-- BEGIN The data --

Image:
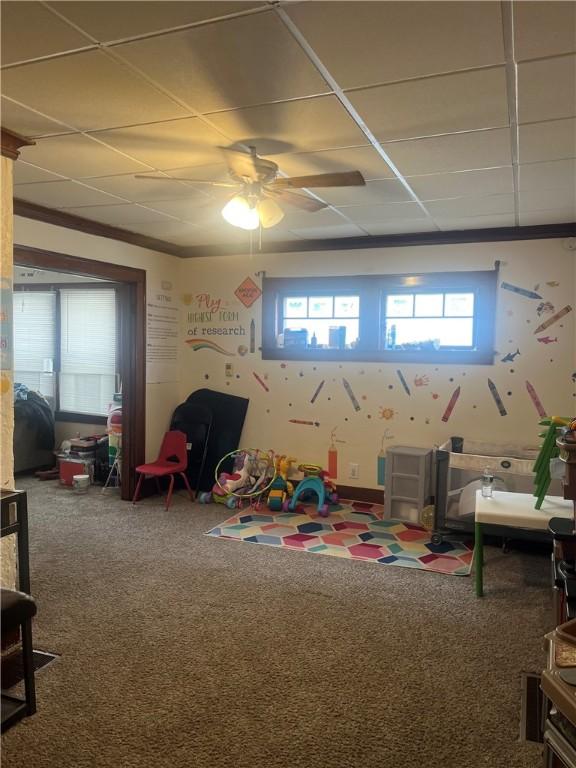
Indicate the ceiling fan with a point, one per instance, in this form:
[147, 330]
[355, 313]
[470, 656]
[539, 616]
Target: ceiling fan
[261, 189]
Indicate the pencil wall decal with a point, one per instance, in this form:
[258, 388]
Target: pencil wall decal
[497, 399]
[403, 381]
[553, 319]
[317, 392]
[259, 380]
[451, 404]
[536, 400]
[351, 395]
[521, 291]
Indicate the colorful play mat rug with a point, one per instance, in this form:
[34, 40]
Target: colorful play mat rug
[354, 531]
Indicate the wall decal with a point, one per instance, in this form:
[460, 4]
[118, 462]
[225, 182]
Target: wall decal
[403, 381]
[520, 291]
[317, 392]
[259, 380]
[248, 292]
[544, 308]
[451, 404]
[536, 400]
[553, 319]
[509, 358]
[197, 344]
[351, 395]
[497, 399]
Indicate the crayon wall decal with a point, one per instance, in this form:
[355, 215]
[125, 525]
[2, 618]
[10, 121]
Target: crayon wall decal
[497, 399]
[317, 392]
[553, 319]
[451, 404]
[403, 381]
[536, 400]
[521, 291]
[259, 380]
[351, 395]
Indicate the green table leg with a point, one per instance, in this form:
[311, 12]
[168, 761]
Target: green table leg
[478, 559]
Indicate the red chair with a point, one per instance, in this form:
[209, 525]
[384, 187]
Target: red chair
[173, 459]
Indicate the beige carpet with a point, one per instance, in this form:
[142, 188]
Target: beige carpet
[184, 650]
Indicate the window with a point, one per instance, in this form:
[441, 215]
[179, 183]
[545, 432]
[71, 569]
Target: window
[65, 347]
[437, 317]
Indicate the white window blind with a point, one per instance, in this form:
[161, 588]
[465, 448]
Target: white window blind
[35, 340]
[87, 350]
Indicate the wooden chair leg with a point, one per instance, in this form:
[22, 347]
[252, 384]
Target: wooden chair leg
[138, 486]
[28, 666]
[169, 497]
[187, 484]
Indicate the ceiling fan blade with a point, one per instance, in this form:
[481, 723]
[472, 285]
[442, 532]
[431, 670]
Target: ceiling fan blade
[249, 166]
[193, 181]
[297, 201]
[345, 179]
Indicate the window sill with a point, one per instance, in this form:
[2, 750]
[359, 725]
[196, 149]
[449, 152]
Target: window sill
[80, 418]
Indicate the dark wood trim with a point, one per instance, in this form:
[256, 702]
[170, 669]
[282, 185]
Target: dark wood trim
[132, 320]
[11, 143]
[80, 418]
[91, 227]
[496, 234]
[367, 495]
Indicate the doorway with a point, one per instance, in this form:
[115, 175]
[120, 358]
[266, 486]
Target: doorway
[130, 289]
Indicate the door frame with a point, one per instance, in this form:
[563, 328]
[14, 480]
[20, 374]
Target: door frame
[132, 343]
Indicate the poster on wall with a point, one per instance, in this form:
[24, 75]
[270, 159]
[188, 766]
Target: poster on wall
[162, 330]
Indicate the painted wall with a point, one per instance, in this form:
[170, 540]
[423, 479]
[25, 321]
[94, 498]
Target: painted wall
[162, 270]
[280, 392]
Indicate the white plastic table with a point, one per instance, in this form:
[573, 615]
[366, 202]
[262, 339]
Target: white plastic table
[512, 510]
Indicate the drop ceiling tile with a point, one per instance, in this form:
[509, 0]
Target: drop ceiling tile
[301, 125]
[559, 174]
[145, 190]
[475, 222]
[461, 101]
[78, 156]
[235, 63]
[25, 173]
[321, 233]
[544, 29]
[30, 30]
[399, 226]
[489, 181]
[362, 214]
[364, 43]
[364, 159]
[559, 216]
[26, 122]
[62, 194]
[168, 144]
[547, 89]
[375, 192]
[553, 140]
[88, 91]
[119, 215]
[531, 201]
[462, 207]
[453, 152]
[132, 19]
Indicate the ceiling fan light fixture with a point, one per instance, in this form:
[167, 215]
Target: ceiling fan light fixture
[240, 213]
[269, 212]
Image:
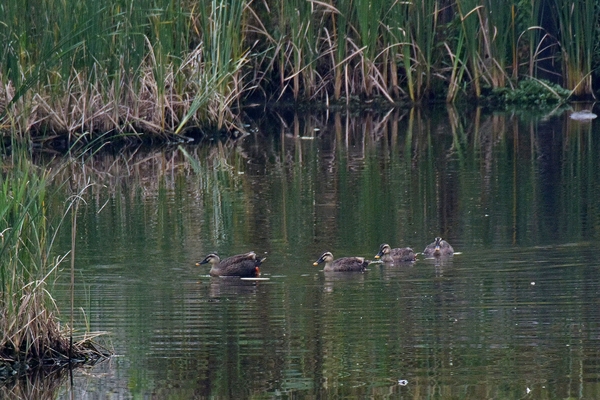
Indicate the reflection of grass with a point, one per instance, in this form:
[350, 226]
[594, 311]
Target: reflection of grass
[30, 332]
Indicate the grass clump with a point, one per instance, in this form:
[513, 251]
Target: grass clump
[531, 93]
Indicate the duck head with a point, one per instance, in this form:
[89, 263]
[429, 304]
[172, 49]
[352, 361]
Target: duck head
[325, 257]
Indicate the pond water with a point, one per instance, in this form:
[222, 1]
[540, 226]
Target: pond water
[515, 314]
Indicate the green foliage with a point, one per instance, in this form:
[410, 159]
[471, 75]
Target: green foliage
[532, 93]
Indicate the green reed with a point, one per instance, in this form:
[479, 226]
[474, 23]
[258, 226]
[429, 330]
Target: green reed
[578, 25]
[26, 311]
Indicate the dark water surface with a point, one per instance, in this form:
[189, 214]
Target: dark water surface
[516, 314]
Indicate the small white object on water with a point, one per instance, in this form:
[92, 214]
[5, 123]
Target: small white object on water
[584, 115]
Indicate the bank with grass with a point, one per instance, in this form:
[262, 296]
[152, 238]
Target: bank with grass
[34, 335]
[78, 70]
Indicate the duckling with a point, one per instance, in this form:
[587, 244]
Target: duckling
[584, 115]
[344, 264]
[242, 265]
[397, 255]
[438, 248]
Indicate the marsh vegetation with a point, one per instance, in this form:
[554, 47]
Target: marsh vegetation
[84, 69]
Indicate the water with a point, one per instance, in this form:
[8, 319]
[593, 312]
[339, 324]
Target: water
[513, 315]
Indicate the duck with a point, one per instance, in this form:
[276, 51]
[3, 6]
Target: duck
[438, 248]
[344, 264]
[242, 265]
[400, 254]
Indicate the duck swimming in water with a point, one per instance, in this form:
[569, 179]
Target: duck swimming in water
[397, 255]
[344, 264]
[438, 248]
[242, 265]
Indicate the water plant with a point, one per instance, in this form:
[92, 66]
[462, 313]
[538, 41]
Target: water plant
[132, 68]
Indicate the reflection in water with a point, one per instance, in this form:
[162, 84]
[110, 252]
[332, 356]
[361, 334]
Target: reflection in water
[515, 310]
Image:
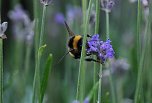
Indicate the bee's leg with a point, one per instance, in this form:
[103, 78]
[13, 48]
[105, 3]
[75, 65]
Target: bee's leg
[91, 59]
[89, 36]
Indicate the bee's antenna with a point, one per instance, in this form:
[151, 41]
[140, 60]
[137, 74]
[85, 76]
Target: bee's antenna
[68, 29]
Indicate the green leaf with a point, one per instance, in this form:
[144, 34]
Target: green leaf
[45, 76]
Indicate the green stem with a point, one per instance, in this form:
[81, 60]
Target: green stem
[81, 75]
[113, 96]
[96, 32]
[1, 71]
[100, 82]
[110, 76]
[36, 82]
[42, 26]
[27, 59]
[139, 59]
[138, 31]
[107, 24]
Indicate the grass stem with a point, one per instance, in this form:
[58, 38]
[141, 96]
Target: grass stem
[96, 31]
[100, 84]
[139, 59]
[81, 74]
[1, 71]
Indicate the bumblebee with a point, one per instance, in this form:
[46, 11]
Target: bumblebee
[75, 45]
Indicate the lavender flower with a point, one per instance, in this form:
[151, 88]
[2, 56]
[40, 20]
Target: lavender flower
[45, 2]
[107, 5]
[59, 18]
[3, 28]
[92, 17]
[22, 25]
[103, 50]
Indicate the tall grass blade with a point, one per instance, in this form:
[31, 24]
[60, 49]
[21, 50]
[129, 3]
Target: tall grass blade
[1, 71]
[45, 76]
[96, 32]
[81, 75]
[36, 82]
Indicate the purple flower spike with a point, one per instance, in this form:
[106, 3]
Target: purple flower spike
[59, 18]
[3, 28]
[107, 5]
[103, 50]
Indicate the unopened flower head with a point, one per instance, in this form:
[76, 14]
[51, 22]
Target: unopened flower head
[3, 28]
[46, 2]
[103, 50]
[59, 18]
[92, 17]
[107, 5]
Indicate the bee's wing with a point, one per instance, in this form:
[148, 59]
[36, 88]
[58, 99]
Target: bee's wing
[68, 29]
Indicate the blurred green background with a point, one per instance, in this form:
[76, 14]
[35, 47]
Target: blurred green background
[63, 77]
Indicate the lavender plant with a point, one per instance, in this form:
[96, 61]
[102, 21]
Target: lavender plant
[3, 28]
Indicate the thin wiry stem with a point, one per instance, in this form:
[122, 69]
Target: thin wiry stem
[1, 71]
[107, 24]
[42, 26]
[36, 82]
[139, 60]
[110, 76]
[81, 75]
[100, 84]
[96, 31]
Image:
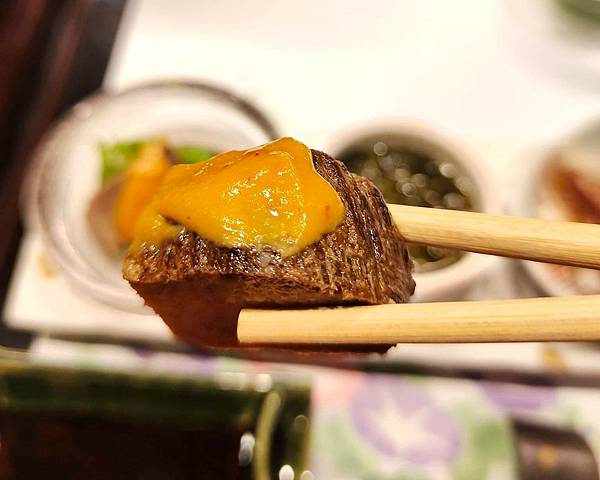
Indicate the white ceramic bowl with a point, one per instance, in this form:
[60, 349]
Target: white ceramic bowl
[454, 281]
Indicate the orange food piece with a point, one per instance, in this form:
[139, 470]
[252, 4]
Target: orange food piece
[142, 181]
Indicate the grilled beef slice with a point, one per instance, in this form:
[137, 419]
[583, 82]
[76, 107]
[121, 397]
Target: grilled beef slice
[198, 288]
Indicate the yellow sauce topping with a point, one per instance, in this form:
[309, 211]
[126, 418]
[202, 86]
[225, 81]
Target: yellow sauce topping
[266, 196]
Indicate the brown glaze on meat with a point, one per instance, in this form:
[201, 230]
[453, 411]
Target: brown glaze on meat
[198, 288]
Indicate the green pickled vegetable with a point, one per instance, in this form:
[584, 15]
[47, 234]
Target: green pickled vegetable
[117, 157]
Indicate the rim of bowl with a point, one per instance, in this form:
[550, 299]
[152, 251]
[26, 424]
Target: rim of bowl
[470, 266]
[31, 195]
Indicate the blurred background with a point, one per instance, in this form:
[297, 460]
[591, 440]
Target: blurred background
[489, 106]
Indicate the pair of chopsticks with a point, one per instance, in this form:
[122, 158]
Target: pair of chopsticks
[536, 319]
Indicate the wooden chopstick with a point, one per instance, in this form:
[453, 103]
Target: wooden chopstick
[567, 243]
[524, 320]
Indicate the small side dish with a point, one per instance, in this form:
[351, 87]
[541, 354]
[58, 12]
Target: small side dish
[409, 176]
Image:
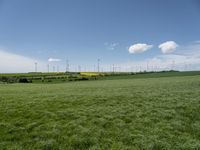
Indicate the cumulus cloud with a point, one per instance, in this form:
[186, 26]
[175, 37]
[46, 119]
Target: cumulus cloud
[139, 48]
[168, 47]
[12, 63]
[54, 60]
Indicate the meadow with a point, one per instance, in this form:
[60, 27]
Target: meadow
[118, 113]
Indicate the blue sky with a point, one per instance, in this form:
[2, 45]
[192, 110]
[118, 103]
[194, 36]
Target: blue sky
[84, 30]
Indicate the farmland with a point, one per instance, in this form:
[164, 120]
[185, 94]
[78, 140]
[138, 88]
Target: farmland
[127, 112]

-- END The data --

> _Problem to work on_:
Reproduce the stretch of the records from the line containing "Indicate the wooden chopstick" through the end of the records, with both ends included, and leave the pictures out.

> _Answer for the task_:
Indicate the wooden chopstick with a point, one per instance, in this form:
[453, 103]
Target: wooden chopstick
[567, 243]
[524, 320]
Indicate the small side dish with a point, one per instance, in this form:
[351, 87]
[541, 354]
[58, 12]
Target: small side dish
[409, 176]
Image:
Indicate the cumulus cloud with a point, one per instance, in this form:
[186, 26]
[175, 37]
[46, 119]
Target: cumulus cloud
[139, 48]
[168, 47]
[12, 63]
[54, 60]
Indicate the meadow with a point, one per instance, in this form:
[60, 27]
Target: meadow
[118, 113]
Indicate the blue sky with a point, one per instance, in this form:
[2, 45]
[192, 110]
[118, 103]
[194, 36]
Target: blue sky
[84, 30]
Indicate the farmland with a point, one per instance, in this form:
[164, 120]
[185, 94]
[78, 140]
[138, 88]
Target: farmland
[127, 112]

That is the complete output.